◆ **Постановка задачи**
Допишите продолжение текста о посмертном состоянии человека и посвящении в таинства, начиная сразу после последнего приведенного в нем предложения.

◆ **Текст**
▼
В дополнение к "Тибетской книге мертвых" упомянем египетскую, похожую на нее в том плане, что и здесь предпочтение получал покойник, сумевший еще при жизни приобрести некоторые конкретные знания о потустороннем мире (прочесть "Книгу Мертвых" и выучить наизусть необходимые заклинания, а также имена всех демонов, охраняющих врата). Исходя из информации, которая имеется в книге Рака И. В. "Мифы древнего Египта", есть и другие совпадающие моменты - "воскреснув, египтянин оказывался перед первыми вратами "Дома Осириса-Хентиаменти", которые охранял страж по имени "Тот, кто следит за огнем"... Умерший должен был приблизиться к этим вратам и сказать: "Я - тот великий, кто создал свой свет, я пришел к тебе, Осирис, я молюсь тебе, очищенный от всего оскверняющего..." [39, с 173, 174].

Вопросы феноменальных явлений, связанных с посмертным состоянием человека, настолько выпадают из повседневной жизни, что отдельный индивидуум, если даже случайно и вычитал об этом что-нибудь из каких-либо источников (которые, к сожалению, не дорастают до научно обоснованной концепции), не находит эти явления определяющими среди тех забот, в которые окунает его современная действительность - ему легче не думать о них, ибо смертный час еще не наступил, а если и наступит, то это всего лишь краткий миг в сравнении с длительностью отпущенного времени (так ему кажется!). Но фактически имеется вероятность обратного - все самое непреходящее и заветное находится за тем рубежом, где обитает великое всепоглощающее ничто. Мы не скрываем нашего мнения, что для переоценки ценностей необходимо уметь мыслить, уметь философствовать, но, ведь, философами, как, впрочем, и поэтами, не становятся, а рождаются. И все же мы надеемся, на то, что узкий круг читателей у нас все же появиться. Имея ввиду это, мы стараемся скрупулезно исследовать и упомянуть все соответствующие нашей теме источники. С этой точки зрения заметно выделяются апулеевские "Метаморфозы", в которых дается краткое описание (11:23) процесса посвящения в таинства. Жрец ведет миста в баню - там очищает его "окроплением и снова приводит к храму". Затем ставит его "у самых ног богини и, прошептав... на ухо некоторые наставления, ...перед всеми свидетелями наказывает... воздерживаться от чревоугодия, десять дней подряд не вкушать никакой животной пищи, а также не прикасаться к вину". И вот наступает день посвящения. Жрец облачает посвящаемого "в плащ из грубого холста и, взяв за руку, ведет в сокровенные недра храма". И далее: "Может быть, ты страстно захочешь знать, усердный читатель, что там говорилось и делалось? Я бы сказал, если бы позволено было говорить, ты бы узнал, если бы слышать было позволено. Но одинаковой опасности подвергаются в случае такого дерзкого любопытства и язык и уши. Впрочем, если ты объят благочестивой тайной познания, не буду дольше томить. Итак внимай и верь, ибо - это истина. Достиг я рубежей смерти, переступил порог Прозерпины и вспять вернулся, пройдя через все стихии, в полночь видел я солнце в сияющем блеске, предстал пред богами подземными и небесными и вблизи поклонился им". Невозможно не упомянуть и Э. Шюре, который в книге "Великие посвященные" изложил следующее, импонирующее нашему исследованию, древнее египетское предание:

"Однажды Гермес, долго размышлявший над происхождением вещей, впал в забытье. Тяжелое оцепенение овладело его телом; но по мере того, как оно цепенело, дух его поднимался в пространстве. И тогда ему показалось, что Существо, необъятное по размерам, без определенной формы, звало его по имени. - Кто ты? - спросил Гермес в испуге. - Я, Осирис, верховный Разум, и я могу снять покров со всех вещей. Что желаешь ты видеть? - Я желаю созерцать источник всего сущего, я желаю видеть Бога.
▲
(Записи с указанием точек)
▼
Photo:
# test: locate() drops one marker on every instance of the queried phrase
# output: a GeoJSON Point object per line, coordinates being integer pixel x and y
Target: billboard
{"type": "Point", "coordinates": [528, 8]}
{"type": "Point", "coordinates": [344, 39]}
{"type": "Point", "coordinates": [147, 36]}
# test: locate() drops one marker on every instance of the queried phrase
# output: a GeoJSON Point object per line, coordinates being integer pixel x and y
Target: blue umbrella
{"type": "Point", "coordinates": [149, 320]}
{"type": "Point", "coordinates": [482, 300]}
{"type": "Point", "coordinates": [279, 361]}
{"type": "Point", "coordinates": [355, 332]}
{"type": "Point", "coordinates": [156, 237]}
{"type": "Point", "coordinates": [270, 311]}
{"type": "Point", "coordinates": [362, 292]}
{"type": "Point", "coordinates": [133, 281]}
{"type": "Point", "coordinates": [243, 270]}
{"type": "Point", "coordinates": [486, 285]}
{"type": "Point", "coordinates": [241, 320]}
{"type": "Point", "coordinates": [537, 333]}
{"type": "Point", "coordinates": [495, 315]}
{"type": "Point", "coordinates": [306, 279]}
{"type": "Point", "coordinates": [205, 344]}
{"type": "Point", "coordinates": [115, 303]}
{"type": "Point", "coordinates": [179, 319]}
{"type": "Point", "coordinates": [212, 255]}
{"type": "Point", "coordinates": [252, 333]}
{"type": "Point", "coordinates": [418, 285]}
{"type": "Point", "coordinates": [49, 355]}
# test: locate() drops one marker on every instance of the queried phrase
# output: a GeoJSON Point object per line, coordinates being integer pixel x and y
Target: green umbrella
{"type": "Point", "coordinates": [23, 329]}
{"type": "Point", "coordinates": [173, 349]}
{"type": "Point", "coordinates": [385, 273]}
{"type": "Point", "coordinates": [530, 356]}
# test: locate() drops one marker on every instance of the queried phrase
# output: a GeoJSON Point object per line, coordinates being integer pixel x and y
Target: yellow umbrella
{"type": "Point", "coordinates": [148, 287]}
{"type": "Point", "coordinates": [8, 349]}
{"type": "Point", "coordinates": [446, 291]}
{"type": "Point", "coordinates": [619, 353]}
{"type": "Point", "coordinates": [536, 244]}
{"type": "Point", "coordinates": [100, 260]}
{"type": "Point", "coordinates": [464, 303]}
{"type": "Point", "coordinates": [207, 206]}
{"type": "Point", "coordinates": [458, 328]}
▲
◆ **Результат выполнения**
И немедленно Гермес почувствовал себя залитым чудным светом. В его прозрачных волнах проходили очаровательные тени всех существ. Но внезапно страшный мрак, наполненный ползучими тенями, опустился на него. Гермес был погружен во влажный хаос, полный испарений и зловещего шума. И тогда голос поднялся из глубины бездны. Это был Призыв Света. И вслед затем быстрый огонь устремился из влажных глубин в неизмеримые высоты эфира. Гермес поднялся за огнем в светлые пространства. Хаос свивался и развертывался в бездне; хоры светил сверкали над его головой, и ГолосСвета наполнял Бесконечность" [58, с. 119].

Теперь и мы на основе приведенной информации убедились в том, что, человек, прошедший испытание смертью, а значит, в равной степени, и бесповоротно умерший со зримой ясностью проходят через стадию отделения души от тела и затем перед ними возникает видение некоего яркого источника, излучающего свет и способного вести с ними своеобразный разговор. Отсюда само собой вытекает, что "вернувшиеся с того света" в результате подобного рода ощущений и видений начинают куда более, чем веровать - они начинают знать нечто определенное о существовании загробной жизни, исходя при этом из своего собственного опыта. И, вероятно, задача мистерий заключалась в том, чтобы помочь мисту на собственном опыте убедиться в том, что за чертой жизни есть некое продолжение, хотя и несколько отличающееся, но все же вполне приемлемое, чтобы перестать бояться перехода из одного состояния в другое.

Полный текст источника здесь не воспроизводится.